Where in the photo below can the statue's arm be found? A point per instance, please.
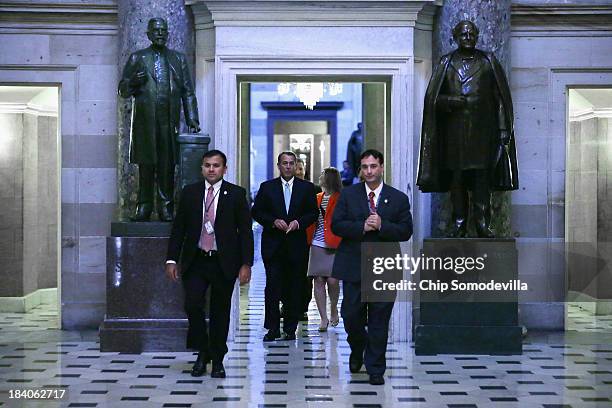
(128, 85)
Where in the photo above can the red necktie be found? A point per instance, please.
(372, 205)
(207, 240)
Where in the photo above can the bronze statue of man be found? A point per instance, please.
(467, 139)
(159, 80)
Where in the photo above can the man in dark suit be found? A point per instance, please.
(285, 207)
(367, 212)
(159, 80)
(213, 236)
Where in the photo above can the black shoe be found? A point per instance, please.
(165, 213)
(143, 212)
(271, 335)
(199, 368)
(289, 336)
(218, 371)
(355, 362)
(459, 229)
(377, 379)
(483, 230)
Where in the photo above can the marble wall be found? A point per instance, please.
(11, 200)
(28, 229)
(545, 63)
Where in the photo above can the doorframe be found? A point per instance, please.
(296, 111)
(400, 73)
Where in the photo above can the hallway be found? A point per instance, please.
(308, 372)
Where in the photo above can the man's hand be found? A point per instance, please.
(280, 224)
(505, 137)
(194, 126)
(172, 271)
(139, 79)
(374, 221)
(367, 227)
(293, 226)
(244, 275)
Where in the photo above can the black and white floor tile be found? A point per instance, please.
(309, 372)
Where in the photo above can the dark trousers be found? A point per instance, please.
(160, 174)
(284, 280)
(356, 316)
(476, 181)
(206, 272)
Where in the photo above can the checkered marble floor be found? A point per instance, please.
(555, 370)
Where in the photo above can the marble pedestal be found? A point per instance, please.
(144, 309)
(475, 322)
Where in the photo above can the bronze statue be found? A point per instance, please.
(159, 79)
(467, 139)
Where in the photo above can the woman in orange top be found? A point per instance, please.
(323, 244)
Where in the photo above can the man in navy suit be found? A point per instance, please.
(285, 207)
(213, 236)
(370, 211)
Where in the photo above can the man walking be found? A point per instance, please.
(370, 211)
(159, 80)
(212, 234)
(285, 207)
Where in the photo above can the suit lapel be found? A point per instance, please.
(365, 200)
(148, 62)
(278, 190)
(200, 204)
(295, 191)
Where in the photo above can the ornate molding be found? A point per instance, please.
(71, 17)
(561, 17)
(323, 13)
(590, 113)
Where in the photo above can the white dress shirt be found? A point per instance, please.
(376, 193)
(216, 192)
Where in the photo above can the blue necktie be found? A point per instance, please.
(287, 197)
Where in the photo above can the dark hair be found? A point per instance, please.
(331, 179)
(214, 152)
(461, 24)
(288, 153)
(374, 153)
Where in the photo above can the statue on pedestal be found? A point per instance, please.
(159, 80)
(467, 139)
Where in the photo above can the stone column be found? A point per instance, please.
(492, 17)
(133, 16)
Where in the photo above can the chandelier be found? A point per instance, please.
(309, 93)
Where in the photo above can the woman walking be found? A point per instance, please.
(323, 244)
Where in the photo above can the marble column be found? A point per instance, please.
(133, 16)
(493, 21)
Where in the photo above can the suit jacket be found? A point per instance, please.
(349, 216)
(142, 146)
(269, 205)
(331, 239)
(233, 228)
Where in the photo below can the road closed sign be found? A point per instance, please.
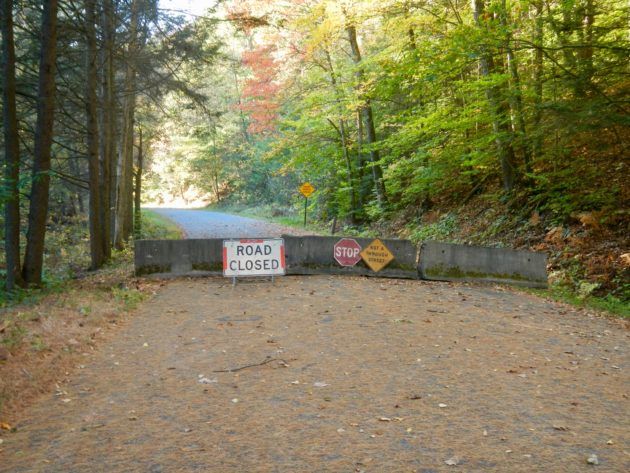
(263, 257)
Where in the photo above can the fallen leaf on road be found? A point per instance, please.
(592, 460)
(205, 380)
(563, 428)
(452, 461)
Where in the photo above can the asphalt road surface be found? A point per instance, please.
(204, 224)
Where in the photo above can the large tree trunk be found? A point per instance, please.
(367, 117)
(537, 143)
(91, 105)
(108, 127)
(137, 192)
(38, 209)
(341, 130)
(124, 204)
(516, 95)
(11, 151)
(500, 115)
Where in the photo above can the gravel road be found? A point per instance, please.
(339, 374)
(336, 374)
(204, 224)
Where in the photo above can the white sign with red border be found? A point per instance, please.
(264, 257)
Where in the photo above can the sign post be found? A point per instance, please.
(306, 190)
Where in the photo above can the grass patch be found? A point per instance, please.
(608, 303)
(157, 227)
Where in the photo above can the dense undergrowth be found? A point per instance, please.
(67, 256)
(44, 332)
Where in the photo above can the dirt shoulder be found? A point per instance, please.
(339, 374)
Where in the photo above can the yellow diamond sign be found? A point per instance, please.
(307, 189)
(376, 255)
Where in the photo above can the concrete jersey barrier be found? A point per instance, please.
(315, 255)
(195, 256)
(449, 262)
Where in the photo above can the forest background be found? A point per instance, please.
(495, 122)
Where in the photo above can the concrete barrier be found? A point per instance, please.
(448, 262)
(191, 257)
(303, 255)
(314, 255)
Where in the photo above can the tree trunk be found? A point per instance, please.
(537, 143)
(500, 116)
(91, 106)
(344, 142)
(11, 151)
(516, 95)
(108, 127)
(38, 208)
(124, 204)
(367, 117)
(137, 192)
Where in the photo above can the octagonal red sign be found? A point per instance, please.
(347, 252)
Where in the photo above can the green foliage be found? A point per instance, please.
(442, 230)
(129, 298)
(156, 227)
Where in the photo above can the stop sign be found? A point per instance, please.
(347, 251)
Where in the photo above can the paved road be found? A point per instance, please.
(204, 224)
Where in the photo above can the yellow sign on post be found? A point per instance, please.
(307, 189)
(376, 255)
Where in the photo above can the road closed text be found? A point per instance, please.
(253, 257)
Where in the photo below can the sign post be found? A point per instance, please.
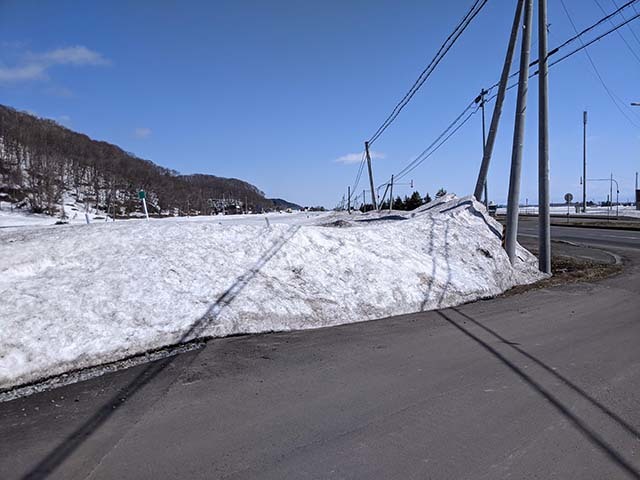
(142, 196)
(568, 198)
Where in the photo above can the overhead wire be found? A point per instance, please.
(593, 65)
(624, 40)
(629, 27)
(426, 73)
(451, 129)
(419, 159)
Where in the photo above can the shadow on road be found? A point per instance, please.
(582, 427)
(73, 441)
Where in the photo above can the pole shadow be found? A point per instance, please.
(74, 440)
(591, 435)
(603, 408)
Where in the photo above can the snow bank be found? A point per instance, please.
(82, 295)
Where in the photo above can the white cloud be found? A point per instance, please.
(77, 55)
(34, 66)
(22, 73)
(142, 132)
(350, 158)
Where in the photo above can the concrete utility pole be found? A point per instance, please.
(497, 109)
(637, 193)
(373, 190)
(483, 92)
(518, 134)
(544, 217)
(584, 162)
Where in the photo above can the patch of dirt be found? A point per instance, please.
(570, 270)
(337, 223)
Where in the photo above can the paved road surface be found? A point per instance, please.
(544, 384)
(592, 236)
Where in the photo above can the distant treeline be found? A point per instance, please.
(40, 159)
(407, 203)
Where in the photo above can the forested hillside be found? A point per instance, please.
(40, 161)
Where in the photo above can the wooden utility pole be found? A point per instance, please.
(544, 218)
(518, 134)
(373, 190)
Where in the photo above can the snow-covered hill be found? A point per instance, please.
(81, 295)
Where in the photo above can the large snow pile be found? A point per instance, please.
(82, 295)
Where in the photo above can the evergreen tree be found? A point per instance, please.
(414, 201)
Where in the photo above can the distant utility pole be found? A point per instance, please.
(373, 190)
(483, 93)
(497, 109)
(544, 217)
(518, 134)
(584, 162)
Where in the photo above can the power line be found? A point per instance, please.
(578, 35)
(629, 28)
(427, 153)
(434, 146)
(633, 52)
(426, 73)
(595, 69)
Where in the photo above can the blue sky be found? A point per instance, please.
(283, 93)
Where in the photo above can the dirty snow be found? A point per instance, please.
(80, 295)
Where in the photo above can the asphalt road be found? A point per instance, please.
(598, 237)
(544, 384)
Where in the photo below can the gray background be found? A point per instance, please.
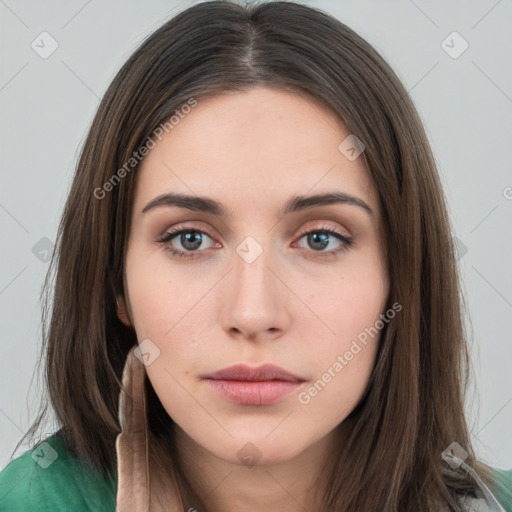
(465, 103)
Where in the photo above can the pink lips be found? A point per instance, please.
(261, 385)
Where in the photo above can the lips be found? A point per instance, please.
(245, 385)
(266, 372)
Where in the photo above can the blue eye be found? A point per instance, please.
(192, 239)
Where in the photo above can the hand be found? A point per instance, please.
(132, 447)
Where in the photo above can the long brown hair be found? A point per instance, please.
(414, 405)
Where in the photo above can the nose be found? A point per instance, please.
(254, 299)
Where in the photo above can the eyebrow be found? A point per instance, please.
(295, 204)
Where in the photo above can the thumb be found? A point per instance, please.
(131, 443)
(134, 465)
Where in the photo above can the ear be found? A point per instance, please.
(122, 312)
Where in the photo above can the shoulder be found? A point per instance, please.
(47, 478)
(498, 497)
(502, 487)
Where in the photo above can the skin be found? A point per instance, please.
(293, 306)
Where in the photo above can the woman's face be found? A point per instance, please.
(252, 287)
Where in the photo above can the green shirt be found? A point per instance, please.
(48, 479)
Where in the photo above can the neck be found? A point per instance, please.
(228, 486)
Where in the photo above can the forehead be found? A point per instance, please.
(257, 146)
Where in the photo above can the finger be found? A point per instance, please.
(132, 485)
(131, 399)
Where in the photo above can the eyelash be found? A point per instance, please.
(346, 242)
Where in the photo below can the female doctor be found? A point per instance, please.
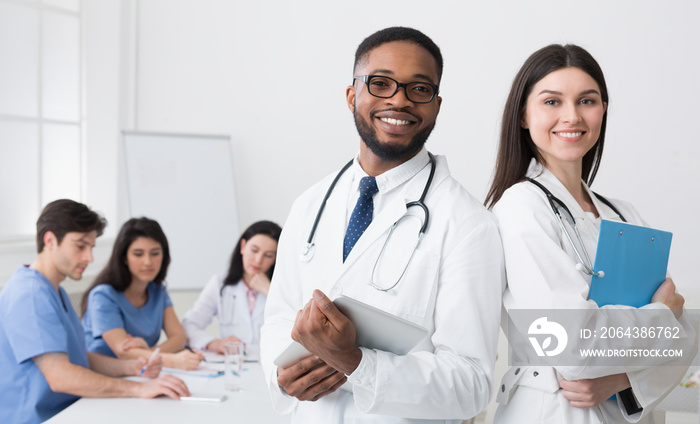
(238, 298)
(553, 131)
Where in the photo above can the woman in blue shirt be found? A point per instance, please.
(127, 306)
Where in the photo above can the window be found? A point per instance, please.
(41, 118)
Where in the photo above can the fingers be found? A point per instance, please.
(167, 385)
(328, 309)
(155, 366)
(189, 360)
(310, 379)
(133, 342)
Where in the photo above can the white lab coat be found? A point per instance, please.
(452, 287)
(540, 267)
(231, 309)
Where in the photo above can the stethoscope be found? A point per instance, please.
(557, 207)
(307, 251)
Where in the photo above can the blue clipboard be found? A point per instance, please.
(634, 260)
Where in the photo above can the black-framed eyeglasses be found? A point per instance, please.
(385, 87)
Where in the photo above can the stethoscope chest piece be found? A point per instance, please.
(307, 252)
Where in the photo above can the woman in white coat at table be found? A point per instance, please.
(238, 298)
(553, 132)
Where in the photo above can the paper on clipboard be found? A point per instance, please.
(375, 329)
(634, 260)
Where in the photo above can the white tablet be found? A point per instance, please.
(375, 329)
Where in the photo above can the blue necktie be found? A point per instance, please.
(361, 215)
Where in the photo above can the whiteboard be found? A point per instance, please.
(186, 183)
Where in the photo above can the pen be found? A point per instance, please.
(153, 355)
(186, 346)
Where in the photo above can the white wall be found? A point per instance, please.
(273, 74)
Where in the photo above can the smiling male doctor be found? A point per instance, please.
(452, 285)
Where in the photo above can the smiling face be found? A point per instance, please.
(144, 258)
(259, 253)
(564, 113)
(394, 129)
(73, 254)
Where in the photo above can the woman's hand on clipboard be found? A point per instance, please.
(666, 294)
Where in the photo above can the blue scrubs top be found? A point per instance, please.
(34, 319)
(109, 309)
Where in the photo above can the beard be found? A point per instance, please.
(389, 151)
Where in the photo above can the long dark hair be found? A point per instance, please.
(116, 273)
(235, 270)
(516, 147)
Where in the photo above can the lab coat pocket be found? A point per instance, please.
(227, 308)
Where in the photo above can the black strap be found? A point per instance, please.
(628, 401)
(550, 196)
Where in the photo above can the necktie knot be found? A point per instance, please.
(368, 186)
(361, 215)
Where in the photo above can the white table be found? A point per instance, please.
(250, 405)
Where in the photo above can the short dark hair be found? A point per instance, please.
(388, 35)
(67, 216)
(116, 273)
(235, 270)
(516, 147)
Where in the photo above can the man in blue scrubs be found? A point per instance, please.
(45, 366)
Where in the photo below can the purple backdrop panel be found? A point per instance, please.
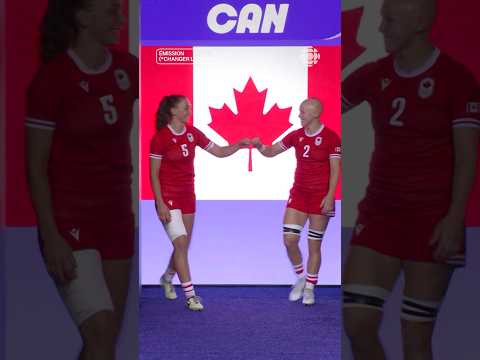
(237, 22)
(235, 242)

========================================

▶ _THE TASK_
Print exactly the lines from the one containing "Where in the photo below can the purple" through the last line of the records, both included, and leave out the pictures.

▶ _RESULT FOR THIS TASK_
Where in the photo below can the purple backdrop panel be found? A point per instance, please.
(237, 22)
(235, 242)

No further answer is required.